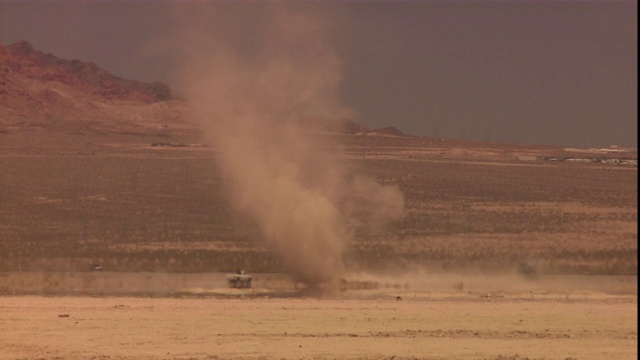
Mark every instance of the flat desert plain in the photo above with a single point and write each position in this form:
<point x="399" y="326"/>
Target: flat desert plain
<point x="505" y="252"/>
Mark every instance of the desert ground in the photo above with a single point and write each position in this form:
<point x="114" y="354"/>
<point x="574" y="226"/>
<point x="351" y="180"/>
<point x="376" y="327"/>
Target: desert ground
<point x="505" y="252"/>
<point x="491" y="318"/>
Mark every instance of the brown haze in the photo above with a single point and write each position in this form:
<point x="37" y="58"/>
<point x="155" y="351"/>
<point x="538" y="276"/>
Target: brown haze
<point x="262" y="105"/>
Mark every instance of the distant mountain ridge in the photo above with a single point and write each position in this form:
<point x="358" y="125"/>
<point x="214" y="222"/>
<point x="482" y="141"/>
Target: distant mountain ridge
<point x="40" y="90"/>
<point x="23" y="59"/>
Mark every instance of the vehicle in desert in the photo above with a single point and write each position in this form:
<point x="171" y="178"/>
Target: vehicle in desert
<point x="239" y="279"/>
<point x="95" y="267"/>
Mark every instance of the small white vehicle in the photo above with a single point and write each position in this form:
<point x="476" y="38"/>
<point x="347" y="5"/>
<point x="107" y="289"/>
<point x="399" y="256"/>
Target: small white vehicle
<point x="239" y="280"/>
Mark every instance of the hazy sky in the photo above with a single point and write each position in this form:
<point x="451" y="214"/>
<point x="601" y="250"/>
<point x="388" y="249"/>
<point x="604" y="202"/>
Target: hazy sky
<point x="540" y="72"/>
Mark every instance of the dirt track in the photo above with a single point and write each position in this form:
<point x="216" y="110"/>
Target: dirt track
<point x="390" y="323"/>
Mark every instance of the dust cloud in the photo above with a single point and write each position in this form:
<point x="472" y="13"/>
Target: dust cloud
<point x="264" y="85"/>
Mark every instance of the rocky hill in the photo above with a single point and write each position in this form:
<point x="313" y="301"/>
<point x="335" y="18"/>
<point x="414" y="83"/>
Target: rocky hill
<point x="39" y="90"/>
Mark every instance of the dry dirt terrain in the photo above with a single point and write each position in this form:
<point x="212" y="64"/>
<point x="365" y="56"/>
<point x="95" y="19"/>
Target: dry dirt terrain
<point x="505" y="251"/>
<point x="445" y="282"/>
<point x="400" y="324"/>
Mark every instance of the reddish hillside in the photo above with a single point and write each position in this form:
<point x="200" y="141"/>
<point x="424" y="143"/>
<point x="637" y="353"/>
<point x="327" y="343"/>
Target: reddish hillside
<point x="39" y="90"/>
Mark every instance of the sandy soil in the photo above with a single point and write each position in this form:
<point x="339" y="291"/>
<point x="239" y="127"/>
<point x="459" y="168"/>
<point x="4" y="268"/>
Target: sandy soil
<point x="535" y="321"/>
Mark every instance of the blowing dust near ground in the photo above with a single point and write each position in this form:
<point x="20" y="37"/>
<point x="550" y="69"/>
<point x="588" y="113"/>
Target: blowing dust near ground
<point x="261" y="109"/>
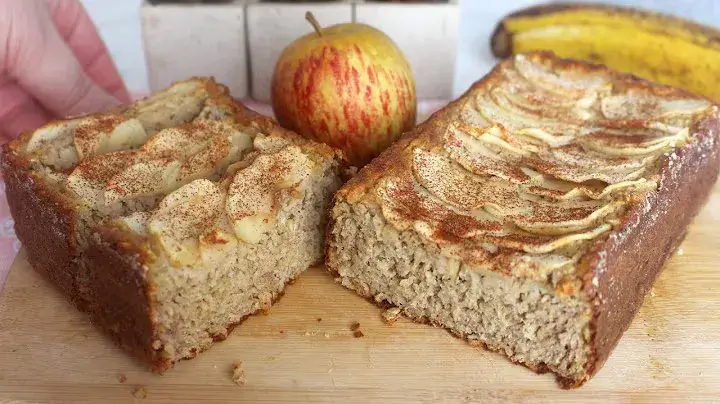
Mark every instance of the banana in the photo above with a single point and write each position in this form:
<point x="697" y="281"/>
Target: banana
<point x="653" y="46"/>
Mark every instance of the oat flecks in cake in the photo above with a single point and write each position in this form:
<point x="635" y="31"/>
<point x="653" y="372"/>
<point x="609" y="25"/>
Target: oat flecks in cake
<point x="530" y="172"/>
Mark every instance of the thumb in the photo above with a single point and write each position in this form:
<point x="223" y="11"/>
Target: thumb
<point x="43" y="64"/>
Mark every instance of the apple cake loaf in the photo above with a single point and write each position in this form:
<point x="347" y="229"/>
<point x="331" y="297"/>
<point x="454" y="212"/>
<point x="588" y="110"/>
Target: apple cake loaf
<point x="531" y="215"/>
<point x="170" y="220"/>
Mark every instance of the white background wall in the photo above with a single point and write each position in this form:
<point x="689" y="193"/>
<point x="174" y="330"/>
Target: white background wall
<point x="119" y="25"/>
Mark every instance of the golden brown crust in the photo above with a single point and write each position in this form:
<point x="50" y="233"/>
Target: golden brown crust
<point x="626" y="264"/>
<point x="622" y="265"/>
<point x="108" y="280"/>
<point x="44" y="221"/>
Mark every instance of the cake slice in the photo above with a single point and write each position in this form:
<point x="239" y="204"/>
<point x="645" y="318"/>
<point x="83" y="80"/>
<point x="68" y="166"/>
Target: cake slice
<point x="531" y="215"/>
<point x="171" y="220"/>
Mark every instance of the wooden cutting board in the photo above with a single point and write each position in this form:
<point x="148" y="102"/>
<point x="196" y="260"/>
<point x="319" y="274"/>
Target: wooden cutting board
<point x="304" y="349"/>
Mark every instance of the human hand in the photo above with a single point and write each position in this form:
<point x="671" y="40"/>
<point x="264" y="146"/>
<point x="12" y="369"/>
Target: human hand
<point x="54" y="64"/>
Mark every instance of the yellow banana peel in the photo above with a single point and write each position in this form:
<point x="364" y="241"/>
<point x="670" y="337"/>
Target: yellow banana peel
<point x="653" y="46"/>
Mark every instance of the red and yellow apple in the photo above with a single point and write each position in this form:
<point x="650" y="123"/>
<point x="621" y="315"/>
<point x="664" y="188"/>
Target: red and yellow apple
<point x="347" y="85"/>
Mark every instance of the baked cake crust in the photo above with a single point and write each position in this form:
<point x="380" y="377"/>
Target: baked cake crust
<point x="617" y="267"/>
<point x="107" y="273"/>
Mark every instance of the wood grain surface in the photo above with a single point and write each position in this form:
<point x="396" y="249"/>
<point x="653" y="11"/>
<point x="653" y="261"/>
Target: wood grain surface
<point x="304" y="350"/>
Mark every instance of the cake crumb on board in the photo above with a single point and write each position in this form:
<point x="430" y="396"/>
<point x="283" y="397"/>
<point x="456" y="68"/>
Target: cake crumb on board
<point x="140" y="392"/>
<point x="238" y="374"/>
<point x="391" y="315"/>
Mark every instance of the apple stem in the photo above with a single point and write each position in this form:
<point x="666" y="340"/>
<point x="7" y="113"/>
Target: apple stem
<point x="313" y="21"/>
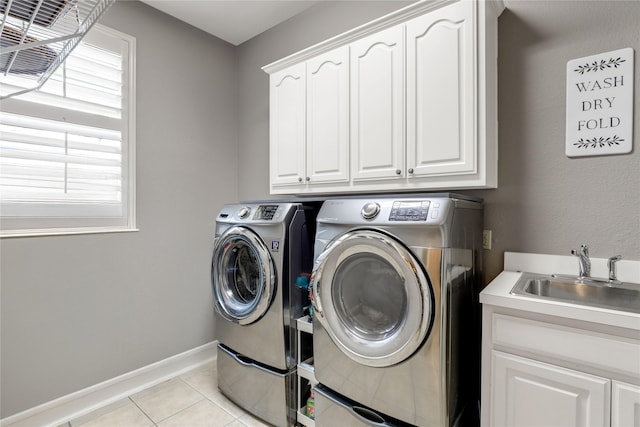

> Written task:
List each line of the data above that contains the string "cutting", with uppercase and lowercase letters treated as distinct.

> Complete answer:
Mark every instance of the wooden cutting board in the photo above with a single point and write each position in this form:
Target: wooden cutting board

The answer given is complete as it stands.